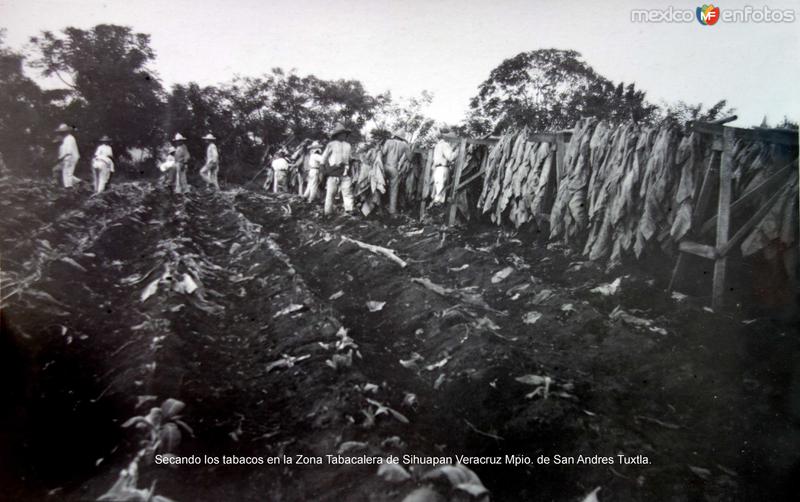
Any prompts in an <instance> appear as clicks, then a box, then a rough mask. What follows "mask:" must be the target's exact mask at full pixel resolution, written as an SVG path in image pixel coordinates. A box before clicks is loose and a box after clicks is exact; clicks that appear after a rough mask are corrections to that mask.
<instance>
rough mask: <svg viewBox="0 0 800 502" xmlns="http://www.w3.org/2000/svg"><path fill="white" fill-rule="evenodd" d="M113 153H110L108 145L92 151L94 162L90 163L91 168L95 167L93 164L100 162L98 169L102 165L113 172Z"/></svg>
mask: <svg viewBox="0 0 800 502" xmlns="http://www.w3.org/2000/svg"><path fill="white" fill-rule="evenodd" d="M113 155H114V153H113V152H112V151H111V147H110V146H109V145H100V146H98V147H97V150H95V151H94V161H93V162H92V167H94V166H95V164H94V162H100V163H101V164H99V166H100V167H102V166H103V165H104V166H105V167H107V168H109V169H111V170H112V171H113V170H114V160H113V159H112V158H111V157H112V156H113Z"/></svg>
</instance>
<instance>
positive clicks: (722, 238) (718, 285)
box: [711, 127, 736, 310]
mask: <svg viewBox="0 0 800 502" xmlns="http://www.w3.org/2000/svg"><path fill="white" fill-rule="evenodd" d="M735 140H736V131H735V130H734V129H733V128H731V127H726V128H725V129H724V132H723V136H722V141H723V147H724V148H723V150H722V159H721V162H720V165H719V198H718V199H717V243H716V248H717V249H718V250H719V249H723V248H724V247H725V246H726V244H727V243H728V231H729V230H730V223H731V222H730V216H731V215H730V210H731V178H732V174H733V173H732V171H733V144H734V141H735ZM727 267H728V258H727V257H726V256H725V255H724V254H722V256H720V257H719V258H717V260H716V261H715V262H714V283H713V288H712V291H711V308H713V309H714V310H718V309H720V308H722V306H723V305H724V297H725V272H726V269H727Z"/></svg>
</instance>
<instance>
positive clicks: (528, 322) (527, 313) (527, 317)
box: [522, 310, 542, 324]
mask: <svg viewBox="0 0 800 502" xmlns="http://www.w3.org/2000/svg"><path fill="white" fill-rule="evenodd" d="M541 318H542V313H541V312H536V311H535V310H532V311H530V312H528V313H526V314H525V315H524V316H522V322H524V323H525V324H536V321H538V320H539V319H541Z"/></svg>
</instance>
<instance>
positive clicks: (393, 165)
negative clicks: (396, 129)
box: [381, 130, 411, 214]
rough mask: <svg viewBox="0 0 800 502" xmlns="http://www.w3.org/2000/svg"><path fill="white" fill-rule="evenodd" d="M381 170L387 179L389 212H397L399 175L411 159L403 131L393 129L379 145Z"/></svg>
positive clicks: (408, 162)
mask: <svg viewBox="0 0 800 502" xmlns="http://www.w3.org/2000/svg"><path fill="white" fill-rule="evenodd" d="M381 156H382V157H383V159H382V160H383V172H384V174H385V177H386V179H388V180H389V214H397V193H398V192H399V190H400V175H401V174H402V172H403V171H405V169H406V168H407V167H408V163H409V162H410V161H411V147H410V146H409V144H408V141H406V133H405V131H400V130H397V131H394V132H393V133H392V137H391V138H389V139H387V140H386V141H385V142H384V143H383V146H382V147H381Z"/></svg>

•••

Task objective —
No image belongs in the copy. Transcribe the full listing verbatim.

Answer section —
Any prompts in an <instance> appear as clicks, then a box, then a rough mask. What follows "mask:" must be the target's exact mask at full pixel resolution, written as an SVG path in image pixel coordinates. A box before clicks is loose and a box after clicks is exact; clicks that appear after a rough mask are corrections to that mask.
<instance>
rough mask: <svg viewBox="0 0 800 502" xmlns="http://www.w3.org/2000/svg"><path fill="white" fill-rule="evenodd" d="M113 153H110L108 145L92 151L94 162L90 163L91 168L95 167L93 164L100 162L98 169L102 165L113 172Z"/></svg>
mask: <svg viewBox="0 0 800 502" xmlns="http://www.w3.org/2000/svg"><path fill="white" fill-rule="evenodd" d="M113 155H114V153H113V152H112V151H111V147H110V146H109V145H100V146H98V147H97V150H95V151H94V161H93V162H92V167H94V166H95V164H94V162H100V163H101V164H99V166H100V167H102V166H103V165H104V166H105V167H107V168H109V169H111V170H112V171H113V170H114V160H113V159H112V158H111V157H112V156H113Z"/></svg>
</instance>
<instance>
positive clicks: (722, 238) (718, 285)
box: [711, 127, 736, 310]
mask: <svg viewBox="0 0 800 502" xmlns="http://www.w3.org/2000/svg"><path fill="white" fill-rule="evenodd" d="M735 140H736V131H735V130H734V129H733V128H731V127H726V128H725V129H724V132H723V136H722V141H723V147H724V148H723V150H722V159H721V162H720V165H719V198H718V199H717V243H716V248H717V249H718V250H719V249H723V248H724V247H725V246H726V244H727V243H728V231H729V230H730V223H731V222H730V216H731V215H730V210H731V178H732V174H733V173H732V171H733V144H734V141H735ZM727 267H728V258H727V257H726V256H725V255H724V254H722V256H720V257H719V258H717V260H716V261H715V262H714V283H713V288H712V291H711V308H713V309H714V310H718V309H720V308H722V306H723V305H724V297H725V272H726V269H727Z"/></svg>
</instance>
<instance>
positive clicks: (528, 322) (527, 313) (527, 317)
box: [522, 310, 542, 324]
mask: <svg viewBox="0 0 800 502" xmlns="http://www.w3.org/2000/svg"><path fill="white" fill-rule="evenodd" d="M541 318H542V313H541V312H536V311H535V310H532V311H530V312H528V313H526V314H525V315H524V316H522V322H524V323H525V324H536V321H538V320H539V319H541Z"/></svg>
</instance>
<instance>
positive clicks: (393, 165)
negative clicks: (396, 129)
box: [381, 130, 411, 214]
rough mask: <svg viewBox="0 0 800 502" xmlns="http://www.w3.org/2000/svg"><path fill="white" fill-rule="evenodd" d="M381 170L387 179L389 212H397L399 175L411 159L403 131L393 129L379 145Z"/></svg>
positive clicks: (408, 162)
mask: <svg viewBox="0 0 800 502" xmlns="http://www.w3.org/2000/svg"><path fill="white" fill-rule="evenodd" d="M381 156H382V157H383V159H382V160H383V172H384V174H385V177H386V179H388V180H389V214H397V193H398V192H399V190H400V175H401V174H402V172H403V171H405V169H406V168H407V167H408V163H409V162H410V161H411V147H410V146H409V144H408V141H406V133H405V131H400V130H397V131H394V132H393V133H392V137H391V138H389V139H387V140H386V141H385V142H384V143H383V146H382V147H381Z"/></svg>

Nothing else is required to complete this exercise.